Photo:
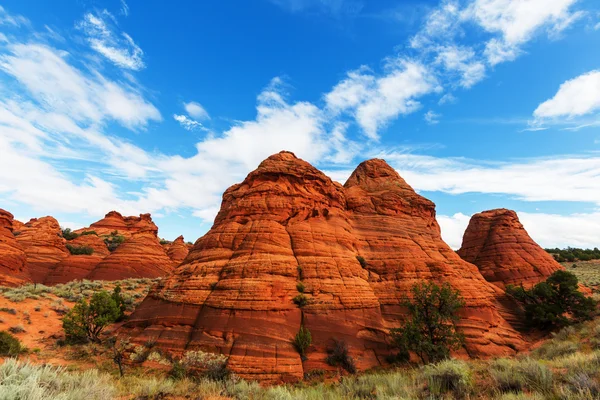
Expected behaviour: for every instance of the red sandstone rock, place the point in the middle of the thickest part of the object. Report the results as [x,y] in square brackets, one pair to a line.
[114,221]
[78,266]
[498,244]
[13,270]
[288,222]
[44,246]
[178,250]
[140,256]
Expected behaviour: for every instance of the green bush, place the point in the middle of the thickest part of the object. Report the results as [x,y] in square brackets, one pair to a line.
[430,331]
[80,250]
[302,341]
[86,321]
[68,234]
[449,376]
[338,356]
[10,346]
[554,303]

Work request ▸ A word-for-word retyping of the material above is expected, without pictures.

Written solution ▸
Photo:
Expected behaviour: for every instance of the red sandstone rock, place the point in the middle of the thickest part of the object. Report the results as [x,y] in square brackets, one pair to a line.
[114,221]
[78,266]
[498,244]
[13,270]
[288,222]
[44,246]
[178,250]
[140,256]
Expected behaviour: for every instance of the green bush, place the point in the middle of the thickest part of the object. Report the results as [x,y] in square brackets, one pair to a line.
[430,331]
[80,250]
[302,341]
[86,321]
[68,234]
[449,376]
[338,356]
[10,346]
[554,303]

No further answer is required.